Report every line in the listing that contains the string "door".

*** RECORDS SHOWN

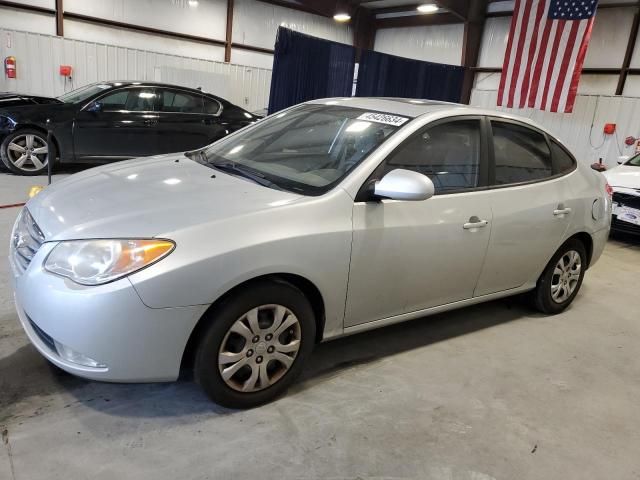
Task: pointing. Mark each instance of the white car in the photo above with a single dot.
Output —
(329, 218)
(625, 182)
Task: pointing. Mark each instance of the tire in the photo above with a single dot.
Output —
(35, 163)
(247, 357)
(560, 282)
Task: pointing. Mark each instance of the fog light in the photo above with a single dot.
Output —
(76, 357)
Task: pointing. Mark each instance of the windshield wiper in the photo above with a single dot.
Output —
(235, 169)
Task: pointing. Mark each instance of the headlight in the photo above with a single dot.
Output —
(94, 262)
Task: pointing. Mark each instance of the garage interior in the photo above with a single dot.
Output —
(491, 391)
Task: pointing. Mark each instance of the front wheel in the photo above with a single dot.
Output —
(26, 152)
(561, 280)
(255, 345)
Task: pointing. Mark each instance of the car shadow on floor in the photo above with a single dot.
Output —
(26, 374)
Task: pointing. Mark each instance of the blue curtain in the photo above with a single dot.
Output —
(306, 68)
(383, 75)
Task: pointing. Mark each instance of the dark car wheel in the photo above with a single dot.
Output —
(255, 345)
(26, 152)
(559, 283)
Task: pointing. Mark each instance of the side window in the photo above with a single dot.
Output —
(132, 99)
(521, 154)
(114, 101)
(563, 161)
(448, 153)
(211, 106)
(180, 102)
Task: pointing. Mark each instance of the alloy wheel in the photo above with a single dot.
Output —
(259, 348)
(28, 152)
(566, 276)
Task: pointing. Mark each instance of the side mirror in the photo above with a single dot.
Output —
(94, 107)
(403, 184)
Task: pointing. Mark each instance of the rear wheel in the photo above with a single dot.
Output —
(561, 280)
(26, 152)
(256, 344)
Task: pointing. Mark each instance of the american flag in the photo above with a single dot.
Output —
(546, 49)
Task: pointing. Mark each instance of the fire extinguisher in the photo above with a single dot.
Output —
(10, 67)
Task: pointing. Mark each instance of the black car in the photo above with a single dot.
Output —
(111, 121)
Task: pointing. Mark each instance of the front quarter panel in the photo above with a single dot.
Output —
(310, 237)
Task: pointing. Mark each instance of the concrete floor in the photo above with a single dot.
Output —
(494, 391)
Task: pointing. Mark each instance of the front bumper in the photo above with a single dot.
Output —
(108, 323)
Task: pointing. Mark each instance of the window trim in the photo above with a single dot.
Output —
(492, 159)
(363, 194)
(556, 167)
(120, 89)
(209, 97)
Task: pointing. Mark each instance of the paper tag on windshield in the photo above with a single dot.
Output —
(383, 118)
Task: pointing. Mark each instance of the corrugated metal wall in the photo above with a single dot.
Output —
(582, 130)
(39, 57)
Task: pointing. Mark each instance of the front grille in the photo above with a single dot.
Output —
(26, 240)
(625, 227)
(627, 200)
(46, 339)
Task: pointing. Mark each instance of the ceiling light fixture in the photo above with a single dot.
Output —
(428, 8)
(342, 17)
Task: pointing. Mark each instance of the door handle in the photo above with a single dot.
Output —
(561, 211)
(475, 222)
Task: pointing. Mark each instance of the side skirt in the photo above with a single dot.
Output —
(383, 322)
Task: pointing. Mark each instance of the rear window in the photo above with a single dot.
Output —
(563, 161)
(521, 154)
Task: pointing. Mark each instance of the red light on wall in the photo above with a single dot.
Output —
(65, 70)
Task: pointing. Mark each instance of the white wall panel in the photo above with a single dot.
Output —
(632, 86)
(256, 23)
(37, 3)
(126, 38)
(39, 57)
(494, 42)
(34, 22)
(253, 59)
(442, 43)
(609, 38)
(597, 84)
(581, 130)
(207, 19)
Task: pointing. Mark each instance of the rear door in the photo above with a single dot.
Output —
(186, 121)
(120, 124)
(531, 202)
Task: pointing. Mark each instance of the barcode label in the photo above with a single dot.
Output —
(383, 118)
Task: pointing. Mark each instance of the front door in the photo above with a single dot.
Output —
(532, 207)
(408, 256)
(121, 124)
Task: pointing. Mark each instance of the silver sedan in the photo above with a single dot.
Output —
(326, 219)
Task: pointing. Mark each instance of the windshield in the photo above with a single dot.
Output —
(308, 149)
(83, 93)
(634, 161)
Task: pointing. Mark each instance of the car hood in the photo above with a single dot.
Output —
(147, 198)
(17, 99)
(625, 176)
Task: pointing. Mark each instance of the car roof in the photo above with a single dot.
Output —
(416, 107)
(128, 83)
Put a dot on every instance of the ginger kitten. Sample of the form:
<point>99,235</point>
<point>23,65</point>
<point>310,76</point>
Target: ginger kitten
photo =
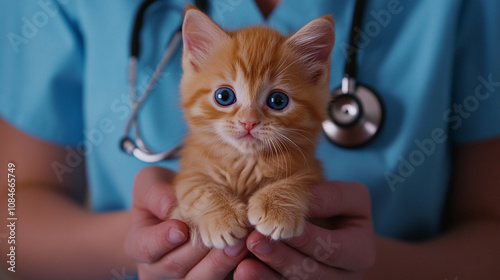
<point>254,101</point>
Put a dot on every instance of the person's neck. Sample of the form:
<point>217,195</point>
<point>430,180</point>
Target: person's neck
<point>266,7</point>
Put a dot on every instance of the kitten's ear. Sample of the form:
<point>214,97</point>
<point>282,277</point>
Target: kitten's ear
<point>200,34</point>
<point>314,42</point>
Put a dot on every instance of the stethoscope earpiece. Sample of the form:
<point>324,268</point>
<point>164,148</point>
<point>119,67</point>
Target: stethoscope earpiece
<point>355,117</point>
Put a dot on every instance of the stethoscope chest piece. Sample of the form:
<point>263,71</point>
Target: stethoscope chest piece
<point>355,116</point>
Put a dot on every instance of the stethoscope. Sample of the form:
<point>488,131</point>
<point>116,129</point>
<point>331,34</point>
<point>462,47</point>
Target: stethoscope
<point>355,111</point>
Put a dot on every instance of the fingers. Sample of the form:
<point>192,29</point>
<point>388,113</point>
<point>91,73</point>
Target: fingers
<point>291,263</point>
<point>198,262</point>
<point>148,244</point>
<point>218,263</point>
<point>351,249</point>
<point>287,261</point>
<point>340,198</point>
<point>253,270</point>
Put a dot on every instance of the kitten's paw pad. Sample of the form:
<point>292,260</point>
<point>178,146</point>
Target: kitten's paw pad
<point>274,220</point>
<point>223,228</point>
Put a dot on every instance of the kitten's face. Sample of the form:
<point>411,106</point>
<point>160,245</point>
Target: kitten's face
<point>255,89</point>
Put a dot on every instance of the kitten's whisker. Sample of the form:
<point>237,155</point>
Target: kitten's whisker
<point>288,140</point>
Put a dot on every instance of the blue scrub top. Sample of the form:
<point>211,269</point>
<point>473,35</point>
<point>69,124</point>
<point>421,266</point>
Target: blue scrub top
<point>435,64</point>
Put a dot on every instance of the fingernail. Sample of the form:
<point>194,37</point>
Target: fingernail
<point>262,247</point>
<point>176,236</point>
<point>235,250</point>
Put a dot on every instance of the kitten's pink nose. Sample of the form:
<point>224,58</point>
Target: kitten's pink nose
<point>249,124</point>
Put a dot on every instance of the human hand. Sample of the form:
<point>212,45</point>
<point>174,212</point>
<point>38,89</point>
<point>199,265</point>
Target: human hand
<point>159,246</point>
<point>341,253</point>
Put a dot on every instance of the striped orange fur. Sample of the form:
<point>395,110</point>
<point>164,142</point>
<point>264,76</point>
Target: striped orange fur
<point>247,164</point>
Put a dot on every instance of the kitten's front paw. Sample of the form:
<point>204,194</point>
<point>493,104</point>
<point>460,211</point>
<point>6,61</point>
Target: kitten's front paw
<point>223,227</point>
<point>274,218</point>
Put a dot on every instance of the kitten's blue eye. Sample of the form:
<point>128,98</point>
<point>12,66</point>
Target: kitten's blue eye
<point>225,96</point>
<point>277,100</point>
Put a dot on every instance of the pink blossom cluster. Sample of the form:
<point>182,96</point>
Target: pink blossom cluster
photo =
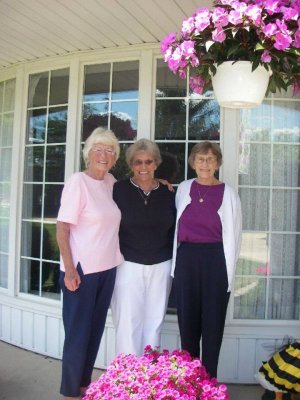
<point>156,376</point>
<point>269,21</point>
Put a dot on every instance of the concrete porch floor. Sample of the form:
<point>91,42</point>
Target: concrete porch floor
<point>29,376</point>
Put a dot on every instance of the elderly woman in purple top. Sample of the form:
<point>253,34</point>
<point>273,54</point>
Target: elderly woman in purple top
<point>206,249</point>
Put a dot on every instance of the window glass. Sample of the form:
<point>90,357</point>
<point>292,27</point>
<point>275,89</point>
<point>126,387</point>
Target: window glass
<point>110,100</point>
<point>267,278</point>
<point>182,118</point>
<point>96,82</point>
<point>7,100</point>
<point>125,80</point>
<point>44,166</point>
<point>38,90</point>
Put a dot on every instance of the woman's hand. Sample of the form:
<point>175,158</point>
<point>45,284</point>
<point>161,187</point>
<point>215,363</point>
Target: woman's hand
<point>167,183</point>
<point>72,279</point>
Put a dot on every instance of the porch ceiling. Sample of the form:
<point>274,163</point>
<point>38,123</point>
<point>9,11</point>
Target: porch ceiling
<point>36,29</point>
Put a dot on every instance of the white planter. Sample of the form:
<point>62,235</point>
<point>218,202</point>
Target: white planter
<point>236,86</point>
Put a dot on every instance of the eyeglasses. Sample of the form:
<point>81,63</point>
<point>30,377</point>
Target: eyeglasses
<point>137,163</point>
<point>105,150</point>
<point>203,160</point>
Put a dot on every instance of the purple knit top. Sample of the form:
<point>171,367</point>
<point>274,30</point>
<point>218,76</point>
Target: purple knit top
<point>200,221</point>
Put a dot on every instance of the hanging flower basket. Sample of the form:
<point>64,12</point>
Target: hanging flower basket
<point>265,33</point>
<point>236,86</point>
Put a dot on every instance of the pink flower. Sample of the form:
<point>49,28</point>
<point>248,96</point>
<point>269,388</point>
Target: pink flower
<point>290,13</point>
<point>168,41</point>
<point>197,83</point>
<point>157,376</point>
<point>218,34</point>
<point>188,26</point>
<point>282,41</point>
<point>202,19</point>
<point>235,17</point>
<point>188,48</point>
<point>297,39</point>
<point>266,56</point>
<point>270,29</point>
<point>254,14</point>
<point>296,88</point>
<point>272,6</point>
<point>219,16</point>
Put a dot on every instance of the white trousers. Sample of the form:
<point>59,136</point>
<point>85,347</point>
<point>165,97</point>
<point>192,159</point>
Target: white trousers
<point>139,304</point>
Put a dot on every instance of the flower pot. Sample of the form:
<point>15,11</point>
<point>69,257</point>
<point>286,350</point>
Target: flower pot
<point>236,86</point>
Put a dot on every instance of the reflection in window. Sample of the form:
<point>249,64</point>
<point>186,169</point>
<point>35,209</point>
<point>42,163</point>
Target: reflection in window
<point>110,99</point>
<point>44,167</point>
<point>268,273</point>
<point>7,101</point>
<point>182,118</point>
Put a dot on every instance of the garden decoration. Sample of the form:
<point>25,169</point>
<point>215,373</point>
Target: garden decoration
<point>260,36</point>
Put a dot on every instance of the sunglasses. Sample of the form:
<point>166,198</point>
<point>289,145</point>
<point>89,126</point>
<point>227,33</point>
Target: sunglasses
<point>137,163</point>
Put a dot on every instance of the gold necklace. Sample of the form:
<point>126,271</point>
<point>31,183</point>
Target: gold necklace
<point>201,198</point>
<point>142,193</point>
<point>142,196</point>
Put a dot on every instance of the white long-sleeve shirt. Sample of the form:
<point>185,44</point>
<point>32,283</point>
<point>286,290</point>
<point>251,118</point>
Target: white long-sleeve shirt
<point>231,221</point>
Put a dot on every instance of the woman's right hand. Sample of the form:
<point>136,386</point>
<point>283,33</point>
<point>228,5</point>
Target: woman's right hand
<point>72,279</point>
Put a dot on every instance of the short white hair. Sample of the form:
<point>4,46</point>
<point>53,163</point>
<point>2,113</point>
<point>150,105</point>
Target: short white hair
<point>100,136</point>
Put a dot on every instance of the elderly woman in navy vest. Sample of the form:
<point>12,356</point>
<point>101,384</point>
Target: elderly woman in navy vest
<point>206,249</point>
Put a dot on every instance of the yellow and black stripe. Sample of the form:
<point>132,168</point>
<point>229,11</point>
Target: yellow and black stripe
<point>283,369</point>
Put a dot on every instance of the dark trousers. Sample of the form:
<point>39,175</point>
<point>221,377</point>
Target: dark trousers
<point>201,293</point>
<point>84,316</point>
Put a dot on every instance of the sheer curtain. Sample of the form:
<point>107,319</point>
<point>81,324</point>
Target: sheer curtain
<point>268,274</point>
<point>7,101</point>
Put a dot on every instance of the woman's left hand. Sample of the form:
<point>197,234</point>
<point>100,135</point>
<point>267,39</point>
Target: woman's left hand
<point>167,183</point>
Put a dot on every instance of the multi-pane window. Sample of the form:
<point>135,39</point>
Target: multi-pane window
<point>44,167</point>
<point>110,99</point>
<point>7,101</point>
<point>268,276</point>
<point>182,118</point>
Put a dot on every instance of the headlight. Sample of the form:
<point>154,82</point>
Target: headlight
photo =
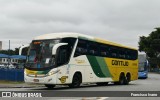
<point>54,71</point>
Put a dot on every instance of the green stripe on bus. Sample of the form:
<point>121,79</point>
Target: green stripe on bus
<point>95,66</point>
<point>103,66</point>
<point>43,72</point>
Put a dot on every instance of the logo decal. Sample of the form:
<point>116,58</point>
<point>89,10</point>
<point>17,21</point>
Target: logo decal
<point>63,79</point>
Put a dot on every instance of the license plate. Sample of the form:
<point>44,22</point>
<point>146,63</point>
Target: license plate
<point>36,80</point>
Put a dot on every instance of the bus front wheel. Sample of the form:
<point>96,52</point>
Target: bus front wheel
<point>77,78</point>
<point>50,86</point>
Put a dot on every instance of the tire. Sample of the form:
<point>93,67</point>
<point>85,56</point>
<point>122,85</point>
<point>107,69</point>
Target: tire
<point>50,86</point>
<point>128,79</point>
<point>102,84</point>
<point>122,80</point>
<point>77,80</point>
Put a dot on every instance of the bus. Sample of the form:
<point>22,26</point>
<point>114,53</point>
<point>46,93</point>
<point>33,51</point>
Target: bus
<point>73,59</point>
<point>143,67</point>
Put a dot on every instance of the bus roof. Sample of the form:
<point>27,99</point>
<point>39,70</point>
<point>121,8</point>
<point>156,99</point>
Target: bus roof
<point>78,35</point>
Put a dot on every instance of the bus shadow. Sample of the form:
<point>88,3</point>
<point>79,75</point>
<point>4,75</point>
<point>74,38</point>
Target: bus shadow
<point>65,87</point>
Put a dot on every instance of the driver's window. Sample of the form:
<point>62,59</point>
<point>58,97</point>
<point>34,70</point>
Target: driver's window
<point>62,55</point>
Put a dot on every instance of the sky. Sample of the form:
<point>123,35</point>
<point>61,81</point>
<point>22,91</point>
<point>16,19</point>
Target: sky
<point>120,21</point>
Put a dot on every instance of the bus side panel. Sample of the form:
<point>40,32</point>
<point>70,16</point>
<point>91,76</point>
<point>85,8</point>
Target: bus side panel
<point>117,66</point>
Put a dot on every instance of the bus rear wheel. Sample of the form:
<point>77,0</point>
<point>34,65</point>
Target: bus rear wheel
<point>128,79</point>
<point>76,81</point>
<point>102,84</point>
<point>50,86</point>
<point>122,80</point>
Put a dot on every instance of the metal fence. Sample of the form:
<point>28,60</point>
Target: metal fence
<point>12,74</point>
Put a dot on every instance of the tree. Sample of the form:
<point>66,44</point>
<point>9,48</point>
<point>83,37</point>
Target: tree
<point>151,46</point>
<point>14,52</point>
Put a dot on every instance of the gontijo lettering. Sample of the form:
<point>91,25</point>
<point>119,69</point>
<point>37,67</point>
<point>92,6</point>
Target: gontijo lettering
<point>120,63</point>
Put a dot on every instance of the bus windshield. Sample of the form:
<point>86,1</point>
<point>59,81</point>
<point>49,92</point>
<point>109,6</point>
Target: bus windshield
<point>142,67</point>
<point>40,54</point>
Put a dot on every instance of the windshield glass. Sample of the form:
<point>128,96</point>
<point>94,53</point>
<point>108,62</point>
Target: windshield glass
<point>40,54</point>
<point>142,67</point>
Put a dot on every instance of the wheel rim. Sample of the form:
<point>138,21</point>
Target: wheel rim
<point>76,82</point>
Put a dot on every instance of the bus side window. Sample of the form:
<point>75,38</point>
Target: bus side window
<point>93,49</point>
<point>81,48</point>
<point>62,56</point>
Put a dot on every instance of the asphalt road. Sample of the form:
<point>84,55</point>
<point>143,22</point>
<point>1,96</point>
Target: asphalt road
<point>150,84</point>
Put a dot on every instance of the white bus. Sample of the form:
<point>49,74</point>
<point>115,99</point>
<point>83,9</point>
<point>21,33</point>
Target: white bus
<point>72,59</point>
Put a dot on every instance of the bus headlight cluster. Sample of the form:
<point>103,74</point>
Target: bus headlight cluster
<point>54,71</point>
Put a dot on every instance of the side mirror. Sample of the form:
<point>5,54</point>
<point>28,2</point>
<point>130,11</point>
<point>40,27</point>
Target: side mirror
<point>21,48</point>
<point>55,47</point>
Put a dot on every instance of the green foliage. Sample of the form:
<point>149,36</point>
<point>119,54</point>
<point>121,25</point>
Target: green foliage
<point>151,46</point>
<point>14,52</point>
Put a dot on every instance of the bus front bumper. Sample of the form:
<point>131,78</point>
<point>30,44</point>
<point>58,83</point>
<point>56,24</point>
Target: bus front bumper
<point>41,80</point>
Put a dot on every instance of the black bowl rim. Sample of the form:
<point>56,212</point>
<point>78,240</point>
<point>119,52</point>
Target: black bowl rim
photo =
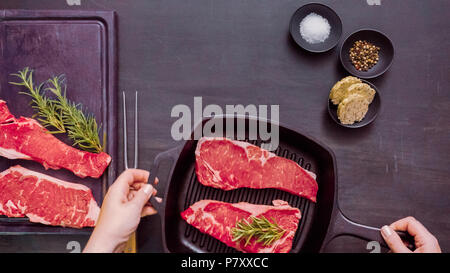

******

» FINAL ANSWER:
Task: pointing. Mark each instance of the door handle in the photo above with a single dot.
Task: pointing. Mark each instance of the rear door in the photo above with a single dot.
Task: pointing. Mark each instance of the front door in the photo above with a single dot.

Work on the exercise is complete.